EXTRAIT DU DOCUMENT:
########################################
« Ce que nous faisons ici, c’est de l’agriculture » – Entretien avec Mme Patricia Jean-Jacques
La mobilisation des éleveurs de Madivial* ne doit rien au hasard. Ce samedi 20 décembre 2025, la profession avait choisi d’organiser une conférence de presse à Ducos – Rivière la Manche – devant l’entrepôt qui assure le stockage et la livraison des aliments destinés aux exploitations agricoles. En toile de fond, une colère sourde : le refus de maintenir une installation pourtant construite après avoir obtenu deux autorisations successives. Le premier permis, tacite, avait été accordé avant d’être annulé à la suite du changement du Plan local d’urbanisme (PLU) de la commune. Un second permis avait ensuite été délivré en toute conformité par la commune de Ducos.
Malgré cela, l’ouvrage se retrouve aujourd’hui contesté, une situation vécue par les éleveurs comme une remise en cause directe de leur activité.
Sur place, nous avons interrogé Mme Patricia Jean-Jacques, éleveuse de volaille, pour comprendre son parcours, son engagement et ce que cette situation dit, selon elle, des difficultés rencontrées aujourd’hui par les éleveurs martiniquais. Entretien…

Pouvez-vous vous présenter et nous dire qui vous êtes ?
Je m’appelle Patricia Jean-Jacques. Je suis éleveuse de volaille. J’ai commencé toute seule, très modestement, sur une surface d’environ 400 mètres carrés. À l’époque, ce n’était pas grand-chose, mais c’était un vrai choix de vie. Aujourd’hui, chaque bâtiment permet d’accueillir jusqu’à 7 200 volailles. Rien ne s’est fait du jour au lendemain. Tout s’est construit avec du travail, de la patience, des investissements, et surtout une vraie conviction : produire localement, ici, en Martinique.
Pourquoi avoir tenu à prendre la parole lors de cette manifestation ?
Parce que nous voulons montrer qui nous sommes réellement. Nous sommes des agriculteurs martiniquais. Nous ne sommes pas là pour embêter qui que ce soit, ni pour contourner les règles. Ce que nous faisons est utile, concret, nécessaire. L’élevage, ce n’est pas quelque chose d’abstrait. C’est nourrir la population, créer de l’activité, maintenir une production locale. Aujourd’hui, on a parfois le sentiment que notre métier est mal compris, voire remis en cause.
########################################
DONNÉES FOURNIES:
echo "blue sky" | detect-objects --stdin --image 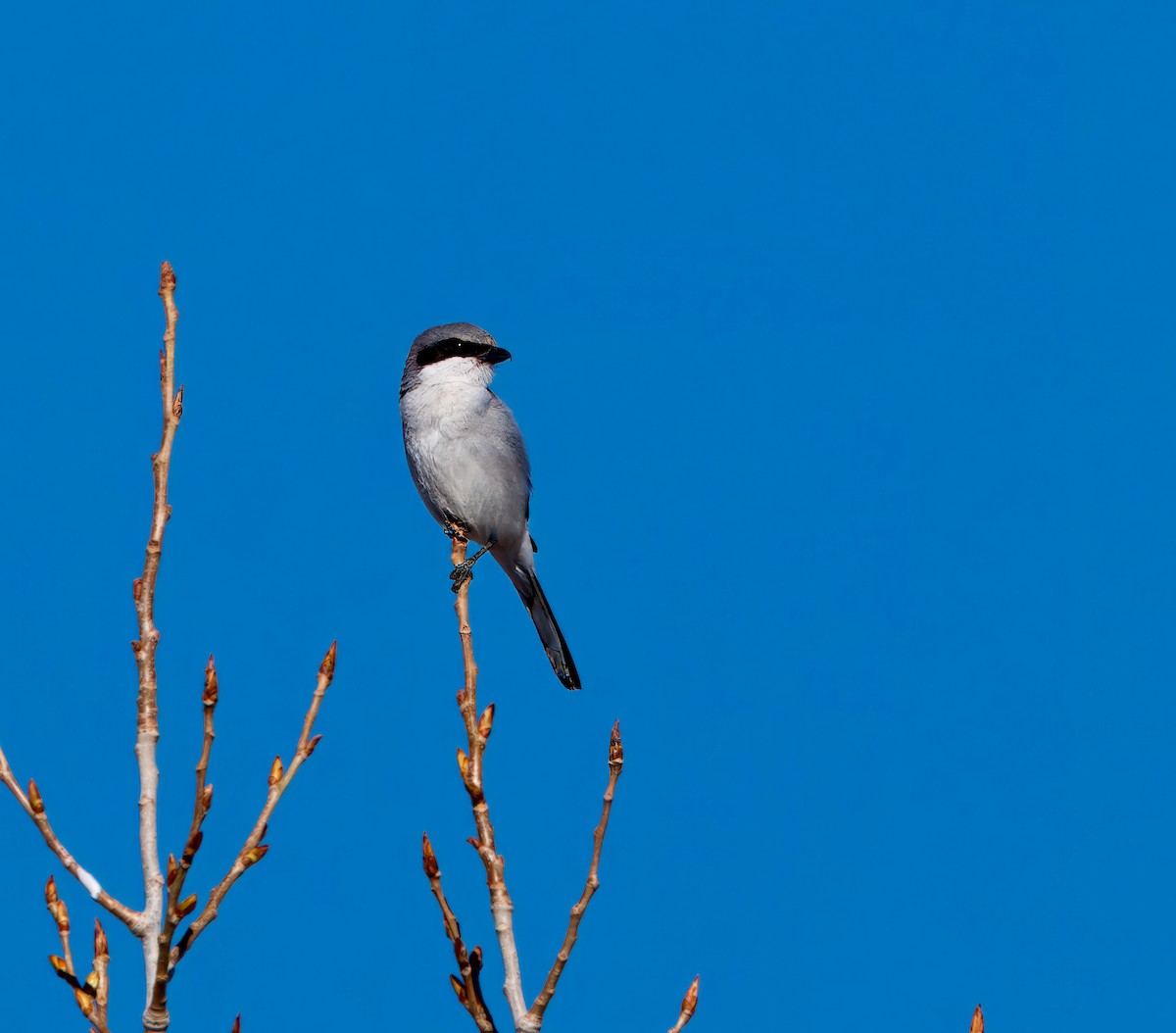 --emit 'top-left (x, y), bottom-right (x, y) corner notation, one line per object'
(0, 2), (1176, 1033)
########################################
CONSIGNES:
1. Comment traduire en anglais cette phrase de l'entretien : « Aujourd’hui, chaque bâtiment permet d’accueillir jusqu’à 7 200 volailles. » ?
2. Quels sont tous les noms de lieux géographiques cités dans l'entretien ?

RÉSULTATS FINAUX:
1. Today, each building can house up to 7,200 poultry.

2.
Ducos
Rivière la Manche
Martinique